(Pointing dataset records)
━━━━━━━━━━━━━━━━━━━━
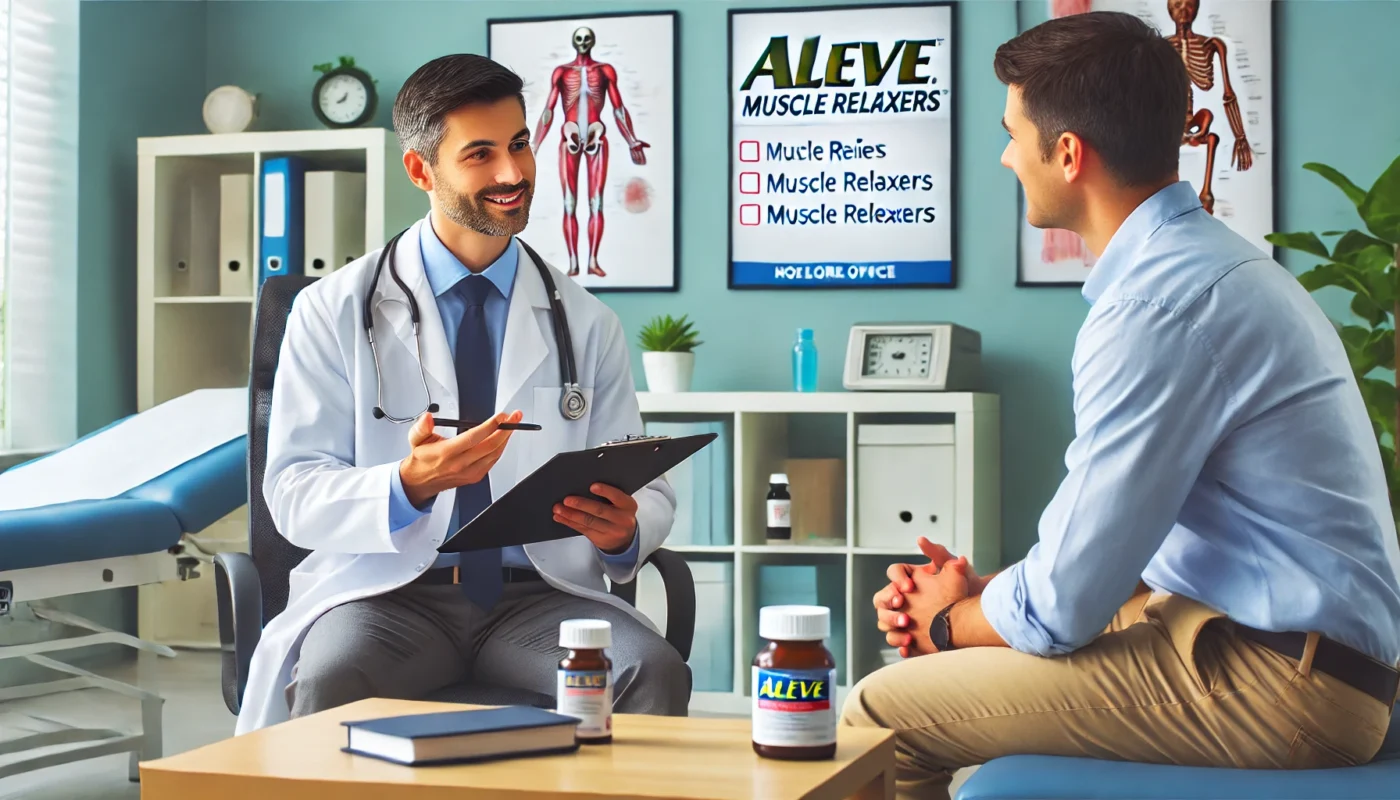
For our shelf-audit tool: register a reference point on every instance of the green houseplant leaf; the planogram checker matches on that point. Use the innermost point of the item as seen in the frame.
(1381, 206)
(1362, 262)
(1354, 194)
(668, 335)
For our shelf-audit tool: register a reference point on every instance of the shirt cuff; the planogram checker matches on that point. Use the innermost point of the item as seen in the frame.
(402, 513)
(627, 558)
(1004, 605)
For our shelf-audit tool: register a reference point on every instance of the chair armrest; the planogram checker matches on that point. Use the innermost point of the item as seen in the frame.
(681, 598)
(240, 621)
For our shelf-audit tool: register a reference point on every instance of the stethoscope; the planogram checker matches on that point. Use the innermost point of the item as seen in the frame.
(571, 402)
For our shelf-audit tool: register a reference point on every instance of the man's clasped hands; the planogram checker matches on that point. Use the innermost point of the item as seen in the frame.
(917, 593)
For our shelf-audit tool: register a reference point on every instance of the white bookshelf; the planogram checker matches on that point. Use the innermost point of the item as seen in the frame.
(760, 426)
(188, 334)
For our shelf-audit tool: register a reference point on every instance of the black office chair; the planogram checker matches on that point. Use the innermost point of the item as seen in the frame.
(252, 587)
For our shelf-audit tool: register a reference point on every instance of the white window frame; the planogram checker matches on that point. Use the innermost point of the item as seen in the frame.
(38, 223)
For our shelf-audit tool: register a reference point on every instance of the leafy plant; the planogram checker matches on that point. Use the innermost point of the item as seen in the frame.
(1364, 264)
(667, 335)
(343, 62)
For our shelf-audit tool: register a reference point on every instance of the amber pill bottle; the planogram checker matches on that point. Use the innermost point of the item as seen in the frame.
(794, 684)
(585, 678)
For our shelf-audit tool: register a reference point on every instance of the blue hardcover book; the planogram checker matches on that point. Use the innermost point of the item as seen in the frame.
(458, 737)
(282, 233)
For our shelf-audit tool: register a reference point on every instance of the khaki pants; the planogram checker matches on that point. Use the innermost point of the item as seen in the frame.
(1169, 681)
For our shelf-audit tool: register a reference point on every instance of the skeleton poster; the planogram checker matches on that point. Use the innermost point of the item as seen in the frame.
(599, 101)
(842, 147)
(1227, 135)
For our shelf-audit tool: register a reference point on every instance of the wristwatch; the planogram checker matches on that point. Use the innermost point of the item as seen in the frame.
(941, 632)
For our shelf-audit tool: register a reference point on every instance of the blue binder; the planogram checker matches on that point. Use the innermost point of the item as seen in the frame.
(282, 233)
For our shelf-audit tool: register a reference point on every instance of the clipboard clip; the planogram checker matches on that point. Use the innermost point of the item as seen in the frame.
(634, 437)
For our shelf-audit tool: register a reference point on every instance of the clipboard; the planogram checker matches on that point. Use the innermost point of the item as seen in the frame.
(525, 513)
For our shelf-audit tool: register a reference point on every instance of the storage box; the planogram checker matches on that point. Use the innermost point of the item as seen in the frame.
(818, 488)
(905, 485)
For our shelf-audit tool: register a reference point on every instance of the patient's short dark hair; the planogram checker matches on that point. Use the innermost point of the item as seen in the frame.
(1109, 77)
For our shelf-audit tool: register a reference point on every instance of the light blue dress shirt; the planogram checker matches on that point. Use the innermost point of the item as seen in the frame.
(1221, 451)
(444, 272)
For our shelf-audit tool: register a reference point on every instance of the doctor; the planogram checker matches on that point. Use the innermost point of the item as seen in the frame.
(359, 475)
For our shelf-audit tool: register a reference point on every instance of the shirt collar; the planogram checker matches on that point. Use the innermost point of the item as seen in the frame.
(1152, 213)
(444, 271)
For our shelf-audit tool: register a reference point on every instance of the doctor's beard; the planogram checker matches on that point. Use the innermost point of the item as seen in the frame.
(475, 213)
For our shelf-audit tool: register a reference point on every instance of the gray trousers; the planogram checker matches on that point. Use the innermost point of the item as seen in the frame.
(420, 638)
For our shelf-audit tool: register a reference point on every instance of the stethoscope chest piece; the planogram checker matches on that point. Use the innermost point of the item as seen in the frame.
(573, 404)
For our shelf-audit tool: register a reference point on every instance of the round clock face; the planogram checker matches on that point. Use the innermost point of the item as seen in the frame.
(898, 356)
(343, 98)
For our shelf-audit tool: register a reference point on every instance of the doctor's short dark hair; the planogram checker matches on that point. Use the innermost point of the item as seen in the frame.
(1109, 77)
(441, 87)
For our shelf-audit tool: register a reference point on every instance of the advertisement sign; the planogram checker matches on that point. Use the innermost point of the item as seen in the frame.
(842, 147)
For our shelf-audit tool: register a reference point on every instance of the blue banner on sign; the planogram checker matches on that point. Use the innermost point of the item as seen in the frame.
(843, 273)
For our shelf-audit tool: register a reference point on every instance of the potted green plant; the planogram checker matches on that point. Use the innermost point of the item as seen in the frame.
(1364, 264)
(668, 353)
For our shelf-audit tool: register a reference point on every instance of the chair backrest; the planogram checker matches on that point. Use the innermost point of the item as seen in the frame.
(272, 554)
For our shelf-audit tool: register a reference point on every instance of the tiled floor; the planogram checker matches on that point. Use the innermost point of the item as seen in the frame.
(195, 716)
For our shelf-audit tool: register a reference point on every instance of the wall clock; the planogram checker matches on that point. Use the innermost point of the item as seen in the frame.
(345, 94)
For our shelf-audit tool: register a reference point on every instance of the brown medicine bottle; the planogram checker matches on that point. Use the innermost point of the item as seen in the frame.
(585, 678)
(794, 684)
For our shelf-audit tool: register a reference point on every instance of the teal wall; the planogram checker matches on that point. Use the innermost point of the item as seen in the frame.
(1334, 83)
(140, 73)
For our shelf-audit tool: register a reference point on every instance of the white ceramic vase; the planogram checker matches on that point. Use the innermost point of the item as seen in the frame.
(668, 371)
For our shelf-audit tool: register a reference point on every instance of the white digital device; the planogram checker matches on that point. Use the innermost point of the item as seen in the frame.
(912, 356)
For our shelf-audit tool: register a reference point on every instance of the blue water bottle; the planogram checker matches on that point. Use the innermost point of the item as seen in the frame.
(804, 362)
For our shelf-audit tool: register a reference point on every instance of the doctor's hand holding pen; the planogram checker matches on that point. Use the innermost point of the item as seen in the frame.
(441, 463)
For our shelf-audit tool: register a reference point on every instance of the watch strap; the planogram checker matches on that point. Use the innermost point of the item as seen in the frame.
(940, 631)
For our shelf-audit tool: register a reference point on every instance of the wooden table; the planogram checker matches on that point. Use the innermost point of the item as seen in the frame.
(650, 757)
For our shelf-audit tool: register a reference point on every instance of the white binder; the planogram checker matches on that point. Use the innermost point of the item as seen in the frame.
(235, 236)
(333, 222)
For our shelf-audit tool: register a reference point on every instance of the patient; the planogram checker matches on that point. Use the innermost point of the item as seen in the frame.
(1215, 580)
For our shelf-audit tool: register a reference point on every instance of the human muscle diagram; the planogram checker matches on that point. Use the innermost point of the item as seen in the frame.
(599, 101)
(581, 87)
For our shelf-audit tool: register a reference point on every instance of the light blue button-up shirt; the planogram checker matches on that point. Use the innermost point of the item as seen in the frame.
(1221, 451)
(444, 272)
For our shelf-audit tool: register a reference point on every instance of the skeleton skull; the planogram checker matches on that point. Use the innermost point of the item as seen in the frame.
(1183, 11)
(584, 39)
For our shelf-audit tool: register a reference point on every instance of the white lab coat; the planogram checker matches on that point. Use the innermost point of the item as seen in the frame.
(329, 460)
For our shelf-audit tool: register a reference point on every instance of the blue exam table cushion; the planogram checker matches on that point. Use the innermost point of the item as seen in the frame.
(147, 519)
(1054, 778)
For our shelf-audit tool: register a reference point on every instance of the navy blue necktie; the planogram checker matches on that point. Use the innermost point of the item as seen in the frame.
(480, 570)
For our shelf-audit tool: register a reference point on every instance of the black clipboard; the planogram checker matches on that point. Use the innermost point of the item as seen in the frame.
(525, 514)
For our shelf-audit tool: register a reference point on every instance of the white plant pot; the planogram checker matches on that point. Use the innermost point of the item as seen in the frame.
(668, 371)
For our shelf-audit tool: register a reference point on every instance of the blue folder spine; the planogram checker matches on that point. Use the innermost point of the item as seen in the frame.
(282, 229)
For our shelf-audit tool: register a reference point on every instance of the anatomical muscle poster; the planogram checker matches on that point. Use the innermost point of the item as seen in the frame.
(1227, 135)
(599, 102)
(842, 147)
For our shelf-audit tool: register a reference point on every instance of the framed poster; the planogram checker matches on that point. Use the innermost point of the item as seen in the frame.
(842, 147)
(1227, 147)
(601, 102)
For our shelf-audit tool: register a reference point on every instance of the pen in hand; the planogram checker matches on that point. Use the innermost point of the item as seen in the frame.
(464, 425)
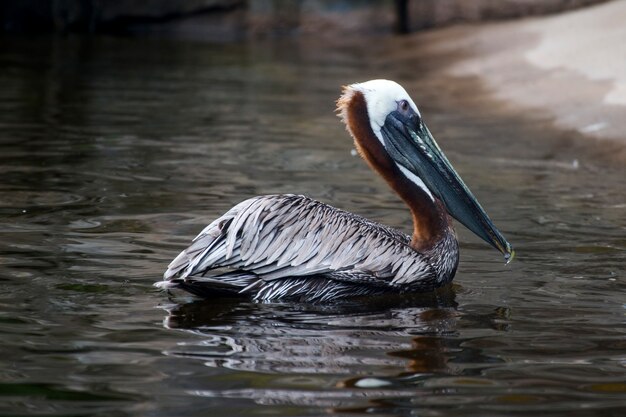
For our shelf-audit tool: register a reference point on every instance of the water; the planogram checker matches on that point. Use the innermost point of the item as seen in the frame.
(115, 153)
━━━━━━━━━━━━━━━━━━━━
Reproduce verbatim, and only, the lines starting at the one that contains "of the anatomical" and ending with the final line of the records; leave out the pictures.

For our shelf-audit tool: register a reference point on every instance of the anatomical muscle poster; the planogram checker matches on that point. Use the innermost point of the item as seen in the frame.
(1227, 135)
(599, 102)
(842, 147)
For our shelf-audit tool: register a reference point on every instance of the framed poster; the planogram checker matches on that point. Use the innermost point of the item as seen in the frame.
(842, 147)
(1227, 147)
(601, 102)
For our shelf-audit tool: register a reference point on every instance of the pen in hand; the planogram checker matches on that point. Use the innermost point of the item as seen in the frame.
(464, 425)
For our shelf-audit tool: register a reference point on every instance of the water; the planogram checker matches on that point. Use the innermost point of the item as seen in the frame.
(115, 153)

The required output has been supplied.